··· SUPPLIED MATERIAL

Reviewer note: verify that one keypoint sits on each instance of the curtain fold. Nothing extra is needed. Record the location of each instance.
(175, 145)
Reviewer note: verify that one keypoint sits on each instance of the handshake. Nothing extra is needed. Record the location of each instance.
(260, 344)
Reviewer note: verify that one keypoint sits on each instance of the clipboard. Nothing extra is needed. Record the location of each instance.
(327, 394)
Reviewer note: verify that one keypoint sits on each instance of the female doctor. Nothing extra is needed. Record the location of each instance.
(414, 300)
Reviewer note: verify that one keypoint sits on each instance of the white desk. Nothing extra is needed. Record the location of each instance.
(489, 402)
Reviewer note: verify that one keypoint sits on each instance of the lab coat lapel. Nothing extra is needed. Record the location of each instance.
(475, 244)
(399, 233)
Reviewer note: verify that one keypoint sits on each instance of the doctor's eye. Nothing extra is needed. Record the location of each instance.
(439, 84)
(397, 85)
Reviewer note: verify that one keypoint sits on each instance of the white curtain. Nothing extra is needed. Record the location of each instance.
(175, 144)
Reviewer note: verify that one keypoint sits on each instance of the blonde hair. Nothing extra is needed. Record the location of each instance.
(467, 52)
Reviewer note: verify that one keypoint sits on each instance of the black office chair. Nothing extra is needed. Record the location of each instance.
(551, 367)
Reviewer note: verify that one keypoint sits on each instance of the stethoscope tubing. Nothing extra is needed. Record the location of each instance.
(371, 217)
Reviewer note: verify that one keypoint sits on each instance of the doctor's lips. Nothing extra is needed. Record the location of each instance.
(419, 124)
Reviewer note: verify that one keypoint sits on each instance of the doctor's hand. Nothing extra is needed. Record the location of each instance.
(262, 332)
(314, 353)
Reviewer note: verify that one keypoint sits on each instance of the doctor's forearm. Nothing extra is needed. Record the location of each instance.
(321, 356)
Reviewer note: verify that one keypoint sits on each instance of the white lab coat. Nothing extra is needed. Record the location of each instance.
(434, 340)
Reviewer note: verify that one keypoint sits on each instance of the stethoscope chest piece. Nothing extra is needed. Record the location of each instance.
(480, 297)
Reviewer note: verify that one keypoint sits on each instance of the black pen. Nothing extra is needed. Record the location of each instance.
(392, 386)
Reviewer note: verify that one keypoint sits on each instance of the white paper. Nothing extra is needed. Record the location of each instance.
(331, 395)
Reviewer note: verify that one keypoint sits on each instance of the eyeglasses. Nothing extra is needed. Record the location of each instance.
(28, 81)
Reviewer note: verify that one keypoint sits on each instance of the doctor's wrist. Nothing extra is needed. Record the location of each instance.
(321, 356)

······
··· SUPPLIED MATERIAL

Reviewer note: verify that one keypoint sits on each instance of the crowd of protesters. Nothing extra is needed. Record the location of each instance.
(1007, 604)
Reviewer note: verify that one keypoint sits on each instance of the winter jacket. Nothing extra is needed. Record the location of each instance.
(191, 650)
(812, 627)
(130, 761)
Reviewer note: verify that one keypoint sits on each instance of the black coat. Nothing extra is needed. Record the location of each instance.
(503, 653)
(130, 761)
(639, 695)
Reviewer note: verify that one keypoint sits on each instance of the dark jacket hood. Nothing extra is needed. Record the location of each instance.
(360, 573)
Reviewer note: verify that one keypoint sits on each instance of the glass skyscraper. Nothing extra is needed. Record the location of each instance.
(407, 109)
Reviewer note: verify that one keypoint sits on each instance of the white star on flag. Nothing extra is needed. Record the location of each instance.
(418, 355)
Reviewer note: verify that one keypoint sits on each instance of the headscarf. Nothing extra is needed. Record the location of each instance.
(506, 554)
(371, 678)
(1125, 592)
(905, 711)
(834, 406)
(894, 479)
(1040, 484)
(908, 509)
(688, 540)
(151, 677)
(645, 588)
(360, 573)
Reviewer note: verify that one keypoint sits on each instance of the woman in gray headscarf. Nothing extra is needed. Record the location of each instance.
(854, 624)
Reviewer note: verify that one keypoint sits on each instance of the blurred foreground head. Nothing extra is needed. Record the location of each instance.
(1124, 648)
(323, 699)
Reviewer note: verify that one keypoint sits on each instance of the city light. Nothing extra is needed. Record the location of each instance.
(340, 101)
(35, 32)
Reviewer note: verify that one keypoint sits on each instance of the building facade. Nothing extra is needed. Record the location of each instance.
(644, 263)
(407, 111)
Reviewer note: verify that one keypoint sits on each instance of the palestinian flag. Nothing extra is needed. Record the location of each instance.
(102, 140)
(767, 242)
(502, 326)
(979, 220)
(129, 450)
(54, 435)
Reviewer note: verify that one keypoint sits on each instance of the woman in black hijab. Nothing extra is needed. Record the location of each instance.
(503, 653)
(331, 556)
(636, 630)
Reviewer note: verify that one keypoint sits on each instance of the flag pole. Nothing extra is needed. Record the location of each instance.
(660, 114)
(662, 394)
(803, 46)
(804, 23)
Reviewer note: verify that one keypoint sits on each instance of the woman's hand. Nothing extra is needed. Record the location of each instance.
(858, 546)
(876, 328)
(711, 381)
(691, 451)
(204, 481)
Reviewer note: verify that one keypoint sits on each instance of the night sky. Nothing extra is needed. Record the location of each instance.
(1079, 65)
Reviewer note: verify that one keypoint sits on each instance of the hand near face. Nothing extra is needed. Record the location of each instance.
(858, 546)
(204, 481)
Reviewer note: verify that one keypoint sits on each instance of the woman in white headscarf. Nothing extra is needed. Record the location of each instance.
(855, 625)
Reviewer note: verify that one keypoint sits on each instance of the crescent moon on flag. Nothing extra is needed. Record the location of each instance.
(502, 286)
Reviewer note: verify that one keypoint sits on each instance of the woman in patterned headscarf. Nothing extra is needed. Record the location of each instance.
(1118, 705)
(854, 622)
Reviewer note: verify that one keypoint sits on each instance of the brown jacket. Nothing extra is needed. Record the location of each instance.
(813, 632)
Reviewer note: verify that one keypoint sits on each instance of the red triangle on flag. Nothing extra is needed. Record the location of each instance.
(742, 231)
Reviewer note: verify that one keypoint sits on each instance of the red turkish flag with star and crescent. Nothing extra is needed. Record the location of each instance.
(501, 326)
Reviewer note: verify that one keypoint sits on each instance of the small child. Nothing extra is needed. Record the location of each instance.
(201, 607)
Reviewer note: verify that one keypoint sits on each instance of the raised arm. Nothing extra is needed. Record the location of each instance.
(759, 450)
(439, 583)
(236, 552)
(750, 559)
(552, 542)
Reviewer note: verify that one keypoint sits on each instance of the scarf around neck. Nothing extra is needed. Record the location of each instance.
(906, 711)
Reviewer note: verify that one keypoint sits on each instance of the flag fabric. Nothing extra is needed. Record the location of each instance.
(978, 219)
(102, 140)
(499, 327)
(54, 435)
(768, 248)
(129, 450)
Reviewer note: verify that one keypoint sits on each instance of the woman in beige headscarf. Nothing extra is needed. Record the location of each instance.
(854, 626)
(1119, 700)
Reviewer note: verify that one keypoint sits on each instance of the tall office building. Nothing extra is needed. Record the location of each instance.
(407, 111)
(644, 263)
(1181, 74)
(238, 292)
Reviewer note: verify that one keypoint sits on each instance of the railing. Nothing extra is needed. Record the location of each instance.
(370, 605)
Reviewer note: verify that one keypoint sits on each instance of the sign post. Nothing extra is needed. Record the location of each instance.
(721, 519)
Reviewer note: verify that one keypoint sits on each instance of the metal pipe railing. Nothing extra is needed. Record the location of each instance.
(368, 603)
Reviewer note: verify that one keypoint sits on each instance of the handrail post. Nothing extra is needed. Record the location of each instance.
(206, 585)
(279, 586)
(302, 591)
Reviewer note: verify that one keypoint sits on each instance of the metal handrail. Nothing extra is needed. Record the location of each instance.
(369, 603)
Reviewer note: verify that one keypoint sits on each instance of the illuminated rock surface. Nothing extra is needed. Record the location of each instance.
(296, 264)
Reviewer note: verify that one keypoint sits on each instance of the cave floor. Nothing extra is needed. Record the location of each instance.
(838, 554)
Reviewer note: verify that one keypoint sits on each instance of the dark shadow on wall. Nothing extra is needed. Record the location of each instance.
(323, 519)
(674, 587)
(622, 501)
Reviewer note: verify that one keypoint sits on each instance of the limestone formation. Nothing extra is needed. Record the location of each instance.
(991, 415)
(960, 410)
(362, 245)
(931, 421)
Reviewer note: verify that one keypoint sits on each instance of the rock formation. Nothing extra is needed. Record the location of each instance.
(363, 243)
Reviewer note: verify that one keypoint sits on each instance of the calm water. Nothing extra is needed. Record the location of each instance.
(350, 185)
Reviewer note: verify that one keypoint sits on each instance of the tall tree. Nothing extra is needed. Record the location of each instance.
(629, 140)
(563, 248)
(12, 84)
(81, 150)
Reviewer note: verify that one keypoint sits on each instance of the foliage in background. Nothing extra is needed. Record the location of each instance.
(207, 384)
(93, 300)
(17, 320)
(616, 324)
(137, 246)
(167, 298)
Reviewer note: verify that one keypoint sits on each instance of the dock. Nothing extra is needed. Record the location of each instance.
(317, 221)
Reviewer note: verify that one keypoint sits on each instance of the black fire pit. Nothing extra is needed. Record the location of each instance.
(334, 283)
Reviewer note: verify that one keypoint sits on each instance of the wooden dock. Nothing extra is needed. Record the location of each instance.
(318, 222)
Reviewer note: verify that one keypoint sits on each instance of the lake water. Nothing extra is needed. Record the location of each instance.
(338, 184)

······

EXERCISE INSTRUCTIONS
Locate every line in the records above that contains the word "rock" and copy each of those lines. Case counts.

SOLUTION FOR THIS TASK
Reviewer note: verify that one keypoint sits on each instance of the illuminated rock surface. Nothing extra is needed. Record the location of each instance.
Reviewer note: verify that one keypoint sits on each instance of the rock formation. Nothing extra is needed. Record the location of each instance.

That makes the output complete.